ACTIVITY A:
List every programming language named in the article on OIO that follows, before the data.
ACTIVITY B:
Please continue the article on OIO below, ahead of the data, picking up after its final paragraph.

DOCUMENT EXCERPT:
________
An Open Source Approach To Developing Applications — Without Programmers

Andrew Ho, M.D., is an unlikely software revolutionary. Ho, a thirty something psychiatrist and professor at UCLA’s Medical Center, is the driving force behind Open Infrastructure for Outcomes (OIO), a new approach to creating applications.

OIO is an application development environment that is designed for users, not programmers. It is essentially a tool for creating Web-based forms and reports that serve as a front-end to a PostGres, Oracle or other database.

OIO is designed for the medical world. the project’s Web site — http://www.txoutcome.org — describes it as “a highly flexible web-based data management system that manages users, patients, and information about patients.”

The concept, however, could be extended to other areas. “The same system,” says the Web site, “can just as easily manage information about customers, invoices, shipments, and accounts.”

A priesthood of programmers

Ho’s aims to revolutionize application development, by enabling users to do the work themselves, without calling on what he calls the “priesthood of programmers,” where people who know C++ or Java serve as an interface to the technology.

There is “significant overhead” in the development of most applications today, he says, “with programmers interviewing users, trying to figure out what they want, building something, and going back and asking them if that’s what they had in mind.”

It can take more time to describe what you want to someone else than to do it yourself, says Ho. “That’s why we don’t have secretaries typing up letters in anymore. We’ll still need programmers, but not for the same things as we do now.”

Ho compares OIO with the advent of sophisticated end-user tools like spreadsheets or desktop databases such as Borland’s Filemaker or Microsoft’s Access, which enabled non-programmers to create applications that previously could only be created using programming languages like Cobol or C.

OIO’s object-oriented interface means that end users can customize OIO forms to meet their needs without having to know the structure of the underlying database. “They can create forms or reports without knowing anything about PostGres or Oracle, or how many tables they’re using. For them it’s just a matter of defining the forms,” he says.
________
DATASET ENTRIES:
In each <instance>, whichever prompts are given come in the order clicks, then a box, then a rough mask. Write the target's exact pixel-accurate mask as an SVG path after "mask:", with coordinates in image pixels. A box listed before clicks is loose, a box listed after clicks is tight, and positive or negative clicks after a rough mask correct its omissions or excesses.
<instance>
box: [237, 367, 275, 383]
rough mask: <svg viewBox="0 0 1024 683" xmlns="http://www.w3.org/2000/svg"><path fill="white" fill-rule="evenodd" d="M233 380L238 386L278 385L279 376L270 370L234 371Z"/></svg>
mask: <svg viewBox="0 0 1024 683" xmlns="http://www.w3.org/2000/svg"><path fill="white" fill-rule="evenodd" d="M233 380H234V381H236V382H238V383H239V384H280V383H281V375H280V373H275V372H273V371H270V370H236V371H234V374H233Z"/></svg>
________
EXERCISE RESPONSE A:
C++, Java, Cobol, C

EXERCISE RESPONSE B:
Ho began working on OIO in 1998. Today it is in use in the Psychiatry department at Harbor-UCLA Medical Center, both for tracking patient information and for research. It’s also in use in the departments of rheumatology and surgery there, as well as in the medical school at the University of Pennsylvania, and several hospitals abroad. Several other hospitals are evaluating it, including Case Western Reserve University Hospital in Cleveland, which is considering using OIO for tracking in anesthesia outcomes.

OIO is based on the open source application server Zope, and written using the open source scripting language Python. Because it is entirely open source, says Ho, it’s easy to share work done at UCLA or elsewhere with colleagues across the country, and doctors can easily customize OIO’s forms to meet their specific needs.

“Most of the information that we doctors record is the same,” Ho says, “with only perhaps 10% difference between sites. OIO aims to allow customization, really quickly, by anyone, including non-programmers, and then allow them to share it easily with other users.”

Being able to customize the forms also means that data can be shared between clinical departments and researchers, according to Ho.

“A lot of researchers are very interested in mining clinical data,” he says “but there are obstacles standing in the way, both legal, such as patient consent and confidentiality, and technical. You can strip a number of fields off of clinical data to make it anonymous, but with commercial software, it’s not easy. Our system makes it easy to do that, so you can make it anonymous at very low cost, which enables research to happen.”